[Collected data]

--

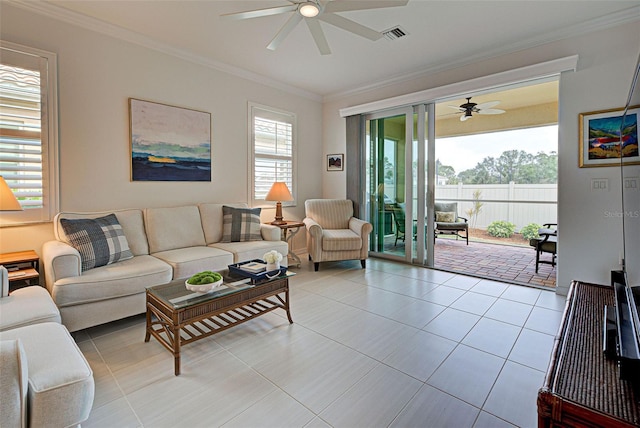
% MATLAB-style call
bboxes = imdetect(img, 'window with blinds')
[0,41,58,225]
[250,104,296,206]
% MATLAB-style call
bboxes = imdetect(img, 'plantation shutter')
[0,41,58,224]
[250,105,296,205]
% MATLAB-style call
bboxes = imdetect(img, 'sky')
[435,125,558,173]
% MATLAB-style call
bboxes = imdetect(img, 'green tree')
[495,150,533,183]
[534,151,558,183]
[436,159,457,184]
[456,150,557,184]
[458,156,499,184]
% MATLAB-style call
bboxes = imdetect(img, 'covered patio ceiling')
[435,80,559,139]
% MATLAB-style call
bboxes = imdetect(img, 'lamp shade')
[265,182,293,202]
[0,176,22,211]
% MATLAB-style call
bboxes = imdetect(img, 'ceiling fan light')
[299,2,320,17]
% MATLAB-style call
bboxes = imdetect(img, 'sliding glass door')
[364,106,434,265]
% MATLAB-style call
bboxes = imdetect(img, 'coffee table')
[145,270,294,375]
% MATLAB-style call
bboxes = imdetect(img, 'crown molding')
[325,5,640,102]
[6,0,323,102]
[7,1,639,105]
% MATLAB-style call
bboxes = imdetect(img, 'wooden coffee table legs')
[145,306,183,375]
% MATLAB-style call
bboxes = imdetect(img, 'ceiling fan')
[221,0,409,55]
[449,97,506,121]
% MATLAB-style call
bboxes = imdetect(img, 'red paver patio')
[433,238,556,289]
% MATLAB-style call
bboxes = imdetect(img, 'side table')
[270,221,305,267]
[0,250,40,291]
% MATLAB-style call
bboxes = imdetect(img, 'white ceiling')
[16,0,640,98]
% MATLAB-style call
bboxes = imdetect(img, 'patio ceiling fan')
[449,97,506,121]
[221,0,409,55]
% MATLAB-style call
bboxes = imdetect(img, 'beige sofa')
[42,203,288,332]
[0,286,94,427]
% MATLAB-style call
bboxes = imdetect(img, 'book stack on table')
[240,262,267,274]
[228,259,287,283]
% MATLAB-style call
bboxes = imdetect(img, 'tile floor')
[75,258,567,428]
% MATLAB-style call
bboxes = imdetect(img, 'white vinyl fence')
[435,182,557,231]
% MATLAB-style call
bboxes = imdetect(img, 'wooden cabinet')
[0,250,40,291]
[538,281,640,427]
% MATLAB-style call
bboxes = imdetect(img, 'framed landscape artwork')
[579,105,639,167]
[327,153,344,171]
[129,98,212,181]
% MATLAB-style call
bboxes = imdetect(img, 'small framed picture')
[579,105,639,167]
[327,153,344,171]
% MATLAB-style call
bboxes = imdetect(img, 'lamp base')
[271,201,287,226]
[271,201,286,226]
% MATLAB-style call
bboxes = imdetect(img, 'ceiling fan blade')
[475,100,501,110]
[319,13,382,41]
[221,4,297,20]
[448,105,463,111]
[267,13,303,51]
[324,0,409,13]
[306,19,331,55]
[478,108,506,115]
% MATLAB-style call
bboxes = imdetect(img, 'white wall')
[0,4,323,257]
[323,21,640,294]
[2,5,639,292]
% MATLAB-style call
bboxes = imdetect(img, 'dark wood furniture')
[538,281,640,427]
[0,250,40,290]
[145,271,293,375]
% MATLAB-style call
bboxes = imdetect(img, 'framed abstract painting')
[129,98,212,181]
[579,105,639,167]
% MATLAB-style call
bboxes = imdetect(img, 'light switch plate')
[623,177,639,190]
[591,178,609,191]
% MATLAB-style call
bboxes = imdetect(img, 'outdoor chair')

--

• ACTIVITY: The entries are to be written out again exactly, without their pictures.

• SOLVED EXERCISE:
% MATLAB-style call
bboxes = imdetect(img, 'window with blinds')
[0,41,58,225]
[250,104,296,206]
% MATLAB-style call
bboxes = imdetect(img, 'plantation shutter')
[0,41,58,224]
[250,105,296,205]
% MATLAB-style call
bboxes = imdetect(img, 'sky')
[435,125,558,173]
% MATLAB-style call
bboxes = imdetect(img, 'green tree')
[495,150,533,183]
[534,151,558,183]
[436,159,457,184]
[456,150,557,184]
[458,156,499,184]
% MATLAB-style call
bboxes = imdetect(img, 'covered patio ceiling')
[435,80,559,139]
% MATLAB-style call
bboxes = imdetect(img, 'lamp shade')
[265,182,293,202]
[0,176,22,211]
% MATLAB-style call
bboxes = imdetect(img, 'ceiling fan light')
[299,2,320,17]
% MATLAB-style call
bboxes = imdetect(img, 'sliding glass door')
[364,106,434,265]
% MATLAB-style call
bboxes = imdetect(img, 'coffee table')
[145,270,294,375]
% MATLAB-style call
bboxes = imdetect(img, 'crown molding')
[325,5,640,102]
[6,0,323,102]
[7,1,639,105]
% MATLAB-style call
bboxes = imdetect(img, 'wooden coffee table legs')
[145,306,183,375]
% MATLAB-style call
bboxes = imdetect(img, 'ceiling fan')
[221,0,409,55]
[449,97,506,121]
% MATLAB-style call
bboxes = imdetect(img, 'red paver patio')
[433,238,556,289]
% MATLAB-style call
bboxes = imdetect(img, 'side table')
[270,221,305,267]
[0,250,40,291]
% MATLAB-style call
bboxes = imdetect(img, 'white ceiling')
[16,0,640,98]
% MATLAB-style call
bboxes = imdetect(img, 'patio ceiling fan')
[449,97,506,121]
[221,0,409,55]
% MATLAB-style call
bboxes = imdetect(img, 'beige sofa')
[42,203,288,332]
[0,286,94,427]
% MATLAB-style call
bboxes = imdetect(img, 'book stack on table')
[240,262,267,274]
[228,259,287,283]
% MATLAB-style call
bboxes = imdetect(img, 'tile floor')
[75,258,567,428]
% MATLAB-style call
bboxes = imdetect(img, 'white vinyl fence')
[435,182,557,231]
% MATLAB-style call
bboxes = imdetect(img, 'wooden cabinet')
[0,250,40,291]
[538,281,640,427]
% MATLAB-style call
bboxes = imdetect(img, 'framed landscape artwork')
[579,105,639,167]
[327,153,344,171]
[129,98,212,181]
% MATLAB-style call
bboxes = imdetect(img, 'small framed picture')
[579,105,639,167]
[327,153,344,171]
% MATLAB-style call
bboxes = imdetect(img, 'lamp base')
[271,201,287,226]
[271,201,286,226]
% MATLAB-style call
bboxes = imdetect(img, 'ceiling fan blade')
[475,100,501,110]
[319,13,382,41]
[221,4,297,20]
[448,105,463,111]
[267,13,303,51]
[324,0,409,13]
[306,19,331,55]
[478,108,506,115]
% MATLAB-style call
bboxes = imdetect(img, 'white wall')
[0,4,323,257]
[323,21,640,294]
[2,5,639,292]
% MATLAB-style call
bboxes = imdetect(img, 'dark wood furniture')
[538,281,640,427]
[0,250,40,290]
[145,271,293,375]
% MATLAB-style call
bboxes = imdetect(img, 'framed abstract painting')
[129,98,212,181]
[579,105,639,167]
% MATLAB-style call
bboxes = imdetect(img, 'light switch plate')
[623,177,639,190]
[591,178,609,191]
% MATLAB-style call
bboxes = imdetect(img, 'outdoor chair')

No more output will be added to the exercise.